---------- Texto de leitura
Com este convite a perseverar na fé de Pedro (cf. Lc 22,32; Mt 16,17), saúdo a todos com grande afeto. Agradeço ao senhor cardeal Egan as cordiais palavras de acolhida que pronunciou em vosso nome. Nesta Missa, a Igreja que peregrina nos Estados Unidos celebra o Bicentenário da criação das sedes de Nova York, Boston, Filadélfia e Louisville pelo desmembramento da sede mãe de Baltimore. A presença, em torno deste altar, do Sucessor de Pedro, de seus irmãos Bispos e sacerdotes, dos diáconos, dos consagrados e consagradas, assim como dos fiéis leigos procedentes dos cinqüenta Estados da União, manifesta de forma eloqüente nossa comunhão na fé católica que nos chegou dos Apóstolos.
--------------------
Repita na íntegra o texto de leitura acima, sem alterar nenhuma palavra nem sinal de pontuação.
---------- Linhas de dados
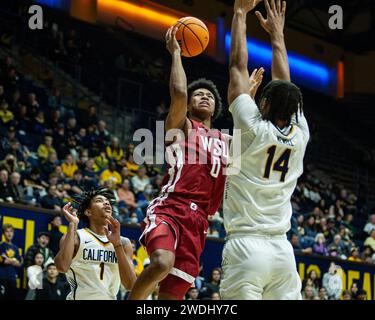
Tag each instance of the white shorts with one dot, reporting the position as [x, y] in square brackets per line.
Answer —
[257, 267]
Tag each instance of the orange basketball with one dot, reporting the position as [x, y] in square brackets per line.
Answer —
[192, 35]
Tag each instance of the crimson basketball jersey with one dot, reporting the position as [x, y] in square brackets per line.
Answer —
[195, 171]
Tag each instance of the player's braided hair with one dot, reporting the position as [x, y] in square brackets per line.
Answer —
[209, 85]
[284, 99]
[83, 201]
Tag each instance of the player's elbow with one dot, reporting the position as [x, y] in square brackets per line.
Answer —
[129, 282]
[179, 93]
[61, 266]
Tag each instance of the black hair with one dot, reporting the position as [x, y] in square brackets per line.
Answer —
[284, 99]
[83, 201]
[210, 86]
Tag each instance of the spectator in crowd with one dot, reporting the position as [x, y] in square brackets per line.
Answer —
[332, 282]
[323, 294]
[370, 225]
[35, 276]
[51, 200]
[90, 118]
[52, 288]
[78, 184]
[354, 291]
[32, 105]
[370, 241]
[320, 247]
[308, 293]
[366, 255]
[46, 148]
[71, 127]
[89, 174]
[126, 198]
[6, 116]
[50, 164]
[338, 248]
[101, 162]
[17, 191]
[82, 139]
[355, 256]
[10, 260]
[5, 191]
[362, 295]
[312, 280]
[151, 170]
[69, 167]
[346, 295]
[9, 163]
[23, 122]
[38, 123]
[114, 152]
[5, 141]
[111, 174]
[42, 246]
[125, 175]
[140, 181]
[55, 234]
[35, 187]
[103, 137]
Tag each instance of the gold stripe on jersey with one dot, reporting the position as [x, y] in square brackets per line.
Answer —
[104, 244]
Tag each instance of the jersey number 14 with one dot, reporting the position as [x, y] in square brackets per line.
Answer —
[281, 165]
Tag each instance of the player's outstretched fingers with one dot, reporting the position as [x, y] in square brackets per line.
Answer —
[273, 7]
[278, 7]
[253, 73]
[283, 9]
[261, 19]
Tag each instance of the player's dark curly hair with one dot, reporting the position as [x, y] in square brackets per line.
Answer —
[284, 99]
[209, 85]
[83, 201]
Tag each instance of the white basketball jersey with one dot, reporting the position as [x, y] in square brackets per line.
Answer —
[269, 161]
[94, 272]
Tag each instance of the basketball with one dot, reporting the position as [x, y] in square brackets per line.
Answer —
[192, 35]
--------------------
---------- Linhas de dados
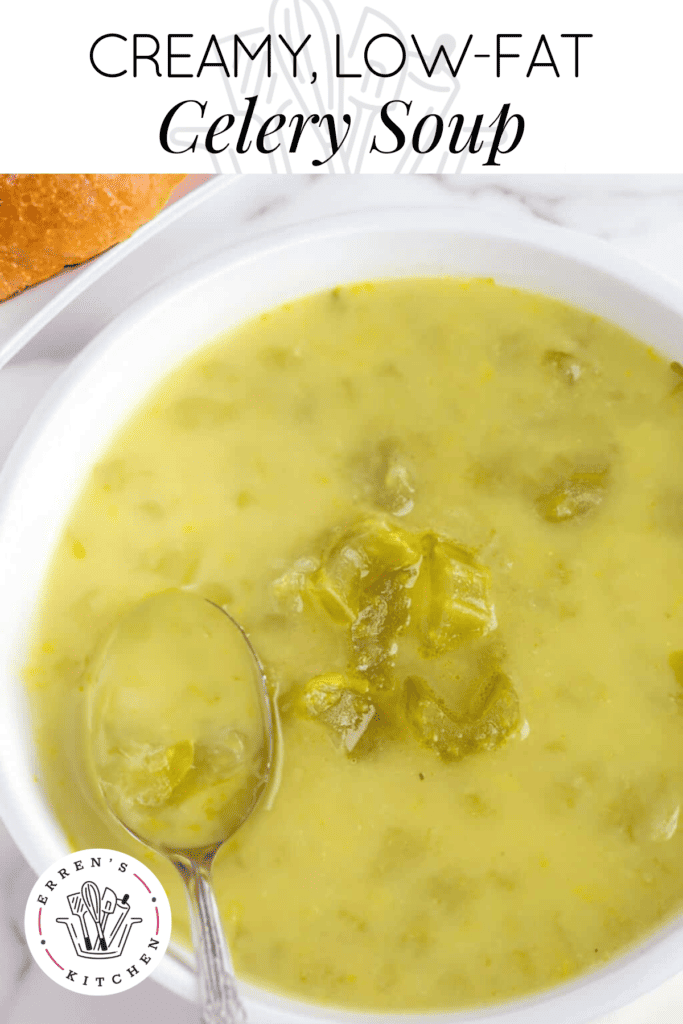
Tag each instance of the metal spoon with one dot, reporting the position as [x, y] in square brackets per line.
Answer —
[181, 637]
--------------------
--- Resposta completa ---
Com este convite a perseverar na fé de Pedro (cf. Lc 22,32; Mt 16,17), saúdo a todos com grande afeto. Agradeço ao senhor cardeal Egan as cordiais palavras de acolhida que pronunciou em vosso nome. Nesta Missa, a Igreja que peregrina nos Estados Unidos celebra o Bicentenário da criação das sedes de Nova York, Boston, Filadélfia e Louisville pelo desmembramento da sede mãe de Baltimore. A presença, em torno deste altar, do Sucessor de Pedro, de seus irmãos Bispos e sacerdotes, dos diáconos, dos consagrados e consagradas, assim como dos fiéis leigos procedentes dos cinqüenta Estados da União, manifesta de forma eloqüente nossa comunhão na fé católica que nos chegou dos Apóstolos.